┌──

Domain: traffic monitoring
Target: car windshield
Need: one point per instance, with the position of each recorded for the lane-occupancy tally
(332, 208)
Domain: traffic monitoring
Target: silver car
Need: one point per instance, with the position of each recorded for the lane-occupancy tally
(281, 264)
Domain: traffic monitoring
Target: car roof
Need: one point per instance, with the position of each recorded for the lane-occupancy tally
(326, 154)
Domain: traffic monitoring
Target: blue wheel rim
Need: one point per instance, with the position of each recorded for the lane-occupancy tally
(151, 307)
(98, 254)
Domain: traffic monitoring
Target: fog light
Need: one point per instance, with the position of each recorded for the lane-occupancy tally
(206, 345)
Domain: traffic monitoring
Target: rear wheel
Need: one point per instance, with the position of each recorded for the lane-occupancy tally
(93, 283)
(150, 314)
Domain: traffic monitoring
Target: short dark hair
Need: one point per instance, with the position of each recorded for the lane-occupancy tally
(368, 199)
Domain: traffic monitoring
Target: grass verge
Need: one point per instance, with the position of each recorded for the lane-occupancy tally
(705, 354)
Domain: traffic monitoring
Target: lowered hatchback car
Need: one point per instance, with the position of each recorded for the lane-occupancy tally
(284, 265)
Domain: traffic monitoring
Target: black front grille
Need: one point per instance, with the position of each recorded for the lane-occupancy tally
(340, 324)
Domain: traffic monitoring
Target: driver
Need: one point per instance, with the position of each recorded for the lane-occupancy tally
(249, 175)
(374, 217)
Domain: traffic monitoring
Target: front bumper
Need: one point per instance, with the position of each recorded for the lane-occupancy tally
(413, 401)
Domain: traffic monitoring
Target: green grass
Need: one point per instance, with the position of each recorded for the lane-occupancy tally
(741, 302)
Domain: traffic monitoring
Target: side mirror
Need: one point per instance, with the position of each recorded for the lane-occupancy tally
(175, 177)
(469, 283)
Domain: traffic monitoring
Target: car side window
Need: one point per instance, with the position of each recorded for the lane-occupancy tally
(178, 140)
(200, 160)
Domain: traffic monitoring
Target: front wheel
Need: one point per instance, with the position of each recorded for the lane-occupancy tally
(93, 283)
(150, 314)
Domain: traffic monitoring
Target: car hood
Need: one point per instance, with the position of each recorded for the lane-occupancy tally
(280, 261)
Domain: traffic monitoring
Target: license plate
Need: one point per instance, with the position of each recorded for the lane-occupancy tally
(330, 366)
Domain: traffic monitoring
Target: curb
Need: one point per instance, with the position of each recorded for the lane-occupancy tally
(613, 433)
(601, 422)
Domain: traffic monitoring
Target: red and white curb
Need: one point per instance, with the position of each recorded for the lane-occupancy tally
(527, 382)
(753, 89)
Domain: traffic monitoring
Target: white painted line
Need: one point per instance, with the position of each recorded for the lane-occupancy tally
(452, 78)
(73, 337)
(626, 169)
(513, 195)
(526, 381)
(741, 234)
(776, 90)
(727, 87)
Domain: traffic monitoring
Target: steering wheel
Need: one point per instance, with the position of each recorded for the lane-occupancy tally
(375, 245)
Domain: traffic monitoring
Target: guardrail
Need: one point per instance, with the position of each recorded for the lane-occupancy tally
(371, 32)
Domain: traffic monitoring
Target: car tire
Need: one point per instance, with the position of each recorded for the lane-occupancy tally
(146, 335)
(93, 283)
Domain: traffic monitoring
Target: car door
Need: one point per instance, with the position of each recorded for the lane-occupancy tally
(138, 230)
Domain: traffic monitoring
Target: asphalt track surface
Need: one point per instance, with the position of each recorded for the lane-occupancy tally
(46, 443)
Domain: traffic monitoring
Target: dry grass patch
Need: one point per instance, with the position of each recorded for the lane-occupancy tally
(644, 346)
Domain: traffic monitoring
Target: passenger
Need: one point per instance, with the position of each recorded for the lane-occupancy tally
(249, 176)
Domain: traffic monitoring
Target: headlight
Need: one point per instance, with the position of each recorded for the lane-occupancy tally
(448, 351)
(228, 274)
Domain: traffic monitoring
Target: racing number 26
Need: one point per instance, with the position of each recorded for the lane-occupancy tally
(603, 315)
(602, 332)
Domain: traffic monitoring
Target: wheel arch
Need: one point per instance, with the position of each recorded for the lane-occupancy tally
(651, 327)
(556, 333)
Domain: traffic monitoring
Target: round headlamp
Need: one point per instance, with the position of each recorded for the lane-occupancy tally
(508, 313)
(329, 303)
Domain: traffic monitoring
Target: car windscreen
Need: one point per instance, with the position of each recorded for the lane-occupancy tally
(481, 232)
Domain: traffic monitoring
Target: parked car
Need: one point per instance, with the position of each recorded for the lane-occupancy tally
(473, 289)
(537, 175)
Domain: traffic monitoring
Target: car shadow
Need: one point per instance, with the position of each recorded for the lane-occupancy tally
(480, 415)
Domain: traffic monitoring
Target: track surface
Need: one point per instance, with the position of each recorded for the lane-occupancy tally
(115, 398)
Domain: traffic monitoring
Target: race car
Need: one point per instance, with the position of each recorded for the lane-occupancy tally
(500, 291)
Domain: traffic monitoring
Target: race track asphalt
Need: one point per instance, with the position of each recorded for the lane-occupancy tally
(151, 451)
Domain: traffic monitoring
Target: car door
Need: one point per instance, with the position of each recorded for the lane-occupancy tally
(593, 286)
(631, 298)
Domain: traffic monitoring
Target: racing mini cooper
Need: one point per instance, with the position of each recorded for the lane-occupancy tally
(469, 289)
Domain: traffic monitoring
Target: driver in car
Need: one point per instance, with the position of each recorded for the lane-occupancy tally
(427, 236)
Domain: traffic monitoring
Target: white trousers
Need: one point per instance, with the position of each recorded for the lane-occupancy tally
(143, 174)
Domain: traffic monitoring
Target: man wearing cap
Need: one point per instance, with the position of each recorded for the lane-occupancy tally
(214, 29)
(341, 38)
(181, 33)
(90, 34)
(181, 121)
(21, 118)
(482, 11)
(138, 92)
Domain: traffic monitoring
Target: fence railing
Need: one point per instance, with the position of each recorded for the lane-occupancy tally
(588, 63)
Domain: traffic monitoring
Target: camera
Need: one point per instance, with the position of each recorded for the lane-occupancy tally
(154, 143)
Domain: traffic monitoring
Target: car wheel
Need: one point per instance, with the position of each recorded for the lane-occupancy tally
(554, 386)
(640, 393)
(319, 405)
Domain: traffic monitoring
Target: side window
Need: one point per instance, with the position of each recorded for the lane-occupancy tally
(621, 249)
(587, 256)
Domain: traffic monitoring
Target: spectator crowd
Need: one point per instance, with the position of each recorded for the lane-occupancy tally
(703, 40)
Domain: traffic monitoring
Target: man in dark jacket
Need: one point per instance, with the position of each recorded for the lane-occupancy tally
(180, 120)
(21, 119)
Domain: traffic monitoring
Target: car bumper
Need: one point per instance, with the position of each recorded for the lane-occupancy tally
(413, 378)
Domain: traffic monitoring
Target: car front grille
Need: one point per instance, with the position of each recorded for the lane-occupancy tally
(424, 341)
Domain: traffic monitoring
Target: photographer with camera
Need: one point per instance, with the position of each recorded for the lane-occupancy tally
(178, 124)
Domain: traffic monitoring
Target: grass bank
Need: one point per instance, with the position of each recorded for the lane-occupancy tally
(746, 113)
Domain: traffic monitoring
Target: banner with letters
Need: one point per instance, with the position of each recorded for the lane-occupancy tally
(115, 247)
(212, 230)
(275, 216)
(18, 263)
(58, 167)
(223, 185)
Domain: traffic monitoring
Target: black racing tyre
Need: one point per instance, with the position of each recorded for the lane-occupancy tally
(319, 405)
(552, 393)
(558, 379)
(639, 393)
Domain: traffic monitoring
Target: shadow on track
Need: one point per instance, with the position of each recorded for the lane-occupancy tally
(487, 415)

└──

Every record above should be copied exactly.

● **TASK OUTPUT**:
Domain: traffic monitoring
Target: car windshield
Need: one point per instance, with the position of each recorded for the lane-occupancy tally
(332, 208)
Domain: traffic monitoring
Target: silver car
Need: one point per instance, with the position of each recorded for the lane-occupancy tally
(281, 264)
Domain: traffic monitoring
Target: car roof
Need: one point per instance, with the position of each recorded for the lane-occupancy tally
(326, 154)
Domain: traffic monitoring
Target: blue wheel rim
Need: one point per instance, with the position of each recorded for the lane-occupancy tally
(151, 307)
(98, 254)
Domain: traffic monitoring
Target: fog light
Need: one point per instance, with the position of each recorded for the lane-occupancy tally
(206, 345)
Domain: traffic monitoring
Target: rear wheel
Need: one point per instance, with the position of each recorded for the lane-occupancy tally
(93, 283)
(150, 314)
Domain: traffic monitoring
Target: short dark hair
Need: one point per instance, with the position of each recorded for the lane-occupancy tally
(368, 199)
Domain: traffic monitoring
Target: grass verge
Need: one point per instance, with the position of each recorded for the lane-occupancy tally
(705, 354)
Domain: traffic monitoring
Target: lowered hatchback car
Need: one point per instance, with the position of each recorded for the lane-occupancy tally
(284, 265)
Domain: traffic monitoring
Target: black front grille
Need: one point per instance, with the position of each recorded for the lane-occupancy tally
(340, 324)
Domain: traffic monitoring
Target: driver
Need: one point per instance, with the position of each recorded for the lane-occupancy tally
(249, 175)
(374, 217)
Domain: traffic monitoring
Target: front bumper
Need: one point per instance, with the position of each recorded for the lane-occupancy tally
(413, 401)
Domain: traffic monitoring
Target: green grass
Need: one point per instance, with the position of each recorded for the lane-occupancy tally
(741, 302)
Domain: traffic monitoring
Target: side mirror
Need: one point per instance, with the position of each recorded for the lane-occupancy tally
(175, 177)
(469, 283)
Domain: traffic monitoring
Target: car side window
Need: one point per instance, with the position of each recorded for the lane-occupancy tally
(178, 140)
(200, 160)
Domain: traffic monitoring
Target: front wheel
Need: one point per instance, with the position of each recorded for the lane-occupancy tally
(93, 283)
(150, 314)
Domain: traffic monitoring
Target: car hood
Need: one point per instance, with the position of each recorded for the lane-occupancy tally
(280, 261)
Domain: traffic monitoring
Target: license plate
Need: one point per instance, with the position of each recorded for the lane-occupancy tally
(330, 366)
Domain: traffic monitoring
Target: curb
Need: one point per instance, with the position of each recorded for the lane-occupancy tally
(613, 433)
(601, 422)
Domain: traffic monitoring
Target: red and white curb
Need: one point per instance, with the position of each recorded for the lane-occupancy tally
(527, 382)
(753, 89)
Domain: traffic monitoring
Target: white painted line
Need: one point per instance, with the position of each recorded for the lane-occupancy tally
(452, 78)
(73, 337)
(626, 169)
(513, 195)
(526, 381)
(741, 234)
(776, 90)
(727, 87)
Domain: traffic monitoring
Target: steering wheel
Need: one point per instance, with the position of each recorded for the lane-occupancy tally
(375, 245)
Domain: traffic monitoring
Target: guardrail
Need: one point per instance, with the position of each recorded for the lane-occupancy tally
(371, 32)
Domain: traffic monitoring
Target: car tire
Need: one point per instance, with the position of each recorded for the lane-occupancy tally
(146, 335)
(93, 283)
Domain: traffic monitoring
Target: car door
Need: one point per instance, with the position of each recorded for the lane-occupancy tally
(138, 230)
Domain: traffic monitoring
Target: asphalt track surface
Need: one point per instance, with the position of each recorded for the lane-occupancy tally
(46, 443)
Domain: traffic monitoring
Target: dry grass patch
Need: one point per instance, with the position of each recorded for the lane-occupancy tally
(644, 346)
Domain: traffic monitoring
Target: passenger
Need: one point per instance, with the position of each recorded for the lane-occupancy tally
(249, 176)
Domain: traffic monitoring
Target: headlight
Need: one point per instance, with the position of each recorded for the lane-occupancy tally
(448, 351)
(228, 274)
Domain: traffic monitoring
Target: racing number 26
Need: one point per instance, with the position of each recorded for the lane-occupancy tally
(603, 315)
(602, 332)
Domain: traffic monitoring
Target: wheel arch
Need: one point per instance, with the position of each recorded for the lane-occupancy tally
(651, 327)
(556, 333)
Domain: traffic monitoring
Target: round headlamp
Need: one point per instance, with the position of each recorded for the lane-occupancy tally
(508, 313)
(329, 303)
Domain: traffic monitoring
Target: car windscreen
Need: one point per instance, with the position of each recorded for the lane-occupancy tally
(481, 232)
Domain: traffic monitoring
Target: parked car
Need: one point per instance, with the position of each recorded for the lane-occupancy tally
(473, 289)
(537, 175)
Domain: traffic monitoring
Target: car shadow
Need: one point per instance, with the position of each recorded for the lane-occupancy tally
(480, 415)
Domain: traffic monitoring
Target: track surface
Need: one point per instance, with the position of each recorded for the lane-occupancy tally
(115, 398)
Domain: traffic monitoring
Target: race car
Need: one point per instance, with the position of each recorded for the lane-occupancy tally
(500, 291)
Domain: traffic monitoring
Target: race track asphalt
Need: one point per instance, with the position of each recorded for the lane-occupancy tally
(151, 451)
Domain: traffic monitoring
Target: car door
Need: one point per instance, with the position of each recorded for the lane-occupancy tally
(593, 286)
(631, 298)
Domain: traffic monitoring
Target: racing mini cooper
Need: one point per instance, with the position of each recorded for the lane-occupancy tally
(469, 289)
Domain: traffic monitoring
Target: driver in car
Need: one point per instance, with the position of each recorded for the lane-occupancy tally
(427, 236)
Domain: traffic monitoring
Target: white trousers
Need: one point per instance, with the position of each recorded for the lane-occupancy tally
(143, 174)
Domain: traffic monitoring
Target: man wearing cap
Need: one point per instance, with the position of each recorded for the lane-occupancy tally
(214, 29)
(341, 38)
(181, 33)
(90, 34)
(181, 121)
(21, 118)
(482, 11)
(138, 92)
Domain: traffic monitoring
Target: fence railing
Need: one point per instance, with the position of each recorded for the lane-occupancy tally
(588, 63)
Domain: traffic monitoring
Target: camera
Need: one point per instance, with the position of each recorded for the lane-occupancy tally
(154, 143)
Domain: traffic monitoring
Target: car wheel
Need: one point per instance, with the position of each recorded for the lane-occupancy tally
(554, 386)
(640, 393)
(319, 405)
Domain: traffic monitoring
Target: side window
Need: one point per instance, with the position of each recorded for the lane-occupancy tally
(621, 249)
(587, 256)
Domain: traffic monitoring
Target: spectator crowd
Need: one point per instance, with the position of each recorded for the lane-occupancy tally
(703, 40)
Domain: traffic monitoring
Target: man in dark jacket
Need: one point per instance, with the position of each recorded for the lane-occupancy tally
(180, 120)
(21, 119)
Domain: traffic monitoring
Target: car bumper
Need: one point per instance, with the position of each recorded for the lane-occupancy tally
(413, 378)
Domain: traffic monitoring
Target: car front grille
Need: one point per instance, with the position of each recorded for the lane-occupancy tally
(424, 341)
Domain: traffic monitoring
Target: photographer with camera
Need: one point per instance, with the position of each recorded for the lane-occupancy tally
(178, 124)
Domain: traffic monitoring
Target: grass bank
Need: one point per instance, with the position of each recorded for the lane-occupancy tally
(746, 113)
Domain: traffic monitoring
Target: banner with letters
Need: one point per instance, with the position of each recorded for the lane-occupancy tally
(115, 247)
(212, 230)
(275, 216)
(18, 263)
(58, 167)
(223, 185)
Domain: traffic monitoring
Target: black racing tyre
Need: one point per instance, with the position of each recorded for the lane-occupancy tally
(319, 405)
(552, 393)
(558, 379)
(639, 393)
Domain: traffic monitoring
Target: shadow on track
Need: one point per instance, with the position of each recorded for the lane-occupancy tally
(487, 415)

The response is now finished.